Chi non indossa la maschera (2014) 207x470 mm
“Quando la spontaneità si allontana dall’età dell’innocenza ecco l’aiuto a tutela della serena convivenza”.
(Anonimo)
Chi non indossa la maschera?
L'esistenza ci impone una maschera. La maschera è il conformismo, la regola sociale imposta, l’omologazione totale, il rifiuto del proprio io. La maschera è anche una difesa, una protezione, uno scudo. E' quasi una riflessione banale, ma è un fatto: ciascuno di noi ne porta una o più di una in relazione ai ruoli sociali che ricopre. Come per gli attori del passato che indossavano la maschera per interpretare un ruolo o un carattere, così anche noi la portiamo per impersonare una parte. L'etimologia latina del termine "maschera", come insegna Hannah Arendt svela e rivela il nesso antico tra la maschera e la persona:
"Persona, in ogni caso, definiva originariamente la maschera che ricopriva il volto «personale» dell’attore e serviva a indicare agli spettatori quale fosse il suo ruolo nel dramma. Nella maschera, imposta dal dramma, c’era però una vasta apertura, più o meno all’altezza della bocca, attraverso cui la voce dell’attore poteva passare e risuonare, nella sua nuda individualità. Ed è proprio da questo «risuonare attraverso» che deriva il termine persona: il verbo per-sonare, «risuonare attraverso», è quello dal quale deriva infatti il sostantivo persona, «maschera». [...] Noi tutti appariamo sempre sul grande palcoscenico del mondo venendovi riconosciuti per il ruolo che la professione ci assegna e prescrive, in quanto medici o avvocati, autori o editori, insegnanti o studenti, e così via. [...] In altre parole, il concetto di persona ci consente di vedere e capire – è questo il profitto che io qui tendo a trarne – che i ruoli e le maschere che il mondo ci assegna, e che noi dobbiamo accettare e perfino guadagnarci per prendere parte alla grande commedia del mondo, sono scambiabili. Non sono inalienabili, nel senso in cui si parla di «diritti inalienabili», non sono una maschera incollata al nostro volto, non sono tratti specifici del nostro io più intimo, nel senso in cui la voce della coscienza – come in molti ancora credono – può essere un tratto specifico della nostra anima".

Voci del dataset:
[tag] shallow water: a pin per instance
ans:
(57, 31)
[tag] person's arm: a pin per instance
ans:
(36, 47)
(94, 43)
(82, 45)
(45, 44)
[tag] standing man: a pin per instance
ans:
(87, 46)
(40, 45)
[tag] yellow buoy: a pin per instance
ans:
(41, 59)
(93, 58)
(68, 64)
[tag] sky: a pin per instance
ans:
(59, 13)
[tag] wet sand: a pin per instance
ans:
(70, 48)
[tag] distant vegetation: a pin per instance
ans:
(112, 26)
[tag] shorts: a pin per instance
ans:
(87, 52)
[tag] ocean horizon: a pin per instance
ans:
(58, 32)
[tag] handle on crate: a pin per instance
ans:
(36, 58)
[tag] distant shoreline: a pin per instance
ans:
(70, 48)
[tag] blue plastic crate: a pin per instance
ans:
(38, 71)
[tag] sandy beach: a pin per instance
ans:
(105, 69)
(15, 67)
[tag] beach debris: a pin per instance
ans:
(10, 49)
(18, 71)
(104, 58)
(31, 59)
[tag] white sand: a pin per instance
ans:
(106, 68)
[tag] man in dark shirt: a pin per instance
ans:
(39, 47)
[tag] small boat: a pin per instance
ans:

Consegna: Ripeti parola per parola il passo del testo sulla maschera che comincia con le parole "Chi non indossa la maschera (2014)" e fermati dopo "indossa la maschera?".

Risposta:
Chi non indossa la maschera (2014) 207x470 mm
“Quando la spontaneità si allontana dall’età dell’innocenza ecco l’aiuto a tutela della serena convivenza”.
(Anonimo)
Chi non indossa la maschera?